[start of Data shown]
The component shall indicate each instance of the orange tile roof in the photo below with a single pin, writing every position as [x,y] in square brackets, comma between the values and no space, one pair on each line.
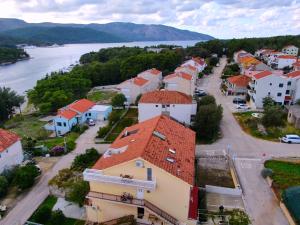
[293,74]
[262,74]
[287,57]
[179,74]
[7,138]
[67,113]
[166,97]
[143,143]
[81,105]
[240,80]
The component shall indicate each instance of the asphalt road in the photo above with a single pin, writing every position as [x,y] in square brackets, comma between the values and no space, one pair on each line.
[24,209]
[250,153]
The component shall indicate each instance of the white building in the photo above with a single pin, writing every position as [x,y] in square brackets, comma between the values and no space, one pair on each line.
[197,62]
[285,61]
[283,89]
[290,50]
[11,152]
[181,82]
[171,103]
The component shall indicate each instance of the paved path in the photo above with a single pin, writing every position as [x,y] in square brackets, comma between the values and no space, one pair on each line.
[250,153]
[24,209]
[end of Data shown]
[start of Data shown]
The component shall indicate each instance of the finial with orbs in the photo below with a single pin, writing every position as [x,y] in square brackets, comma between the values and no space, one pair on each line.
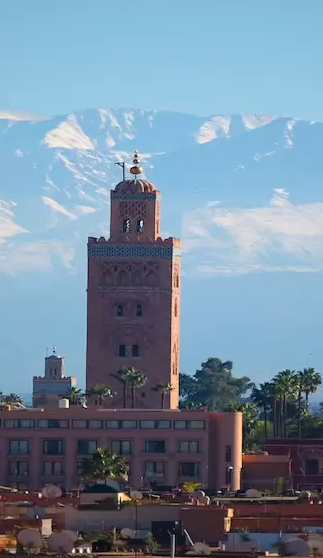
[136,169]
[end of Data shown]
▶ [Work instructions]
Please list every line in the material above that contains the word "building", treating uppercase and lowercase as different.

▶ [Task output]
The component shall indicate each instance of the white building in the photo above with a single pin, writing every position as [x,y] in square brackets, comma between the values and no space, one pair on each line.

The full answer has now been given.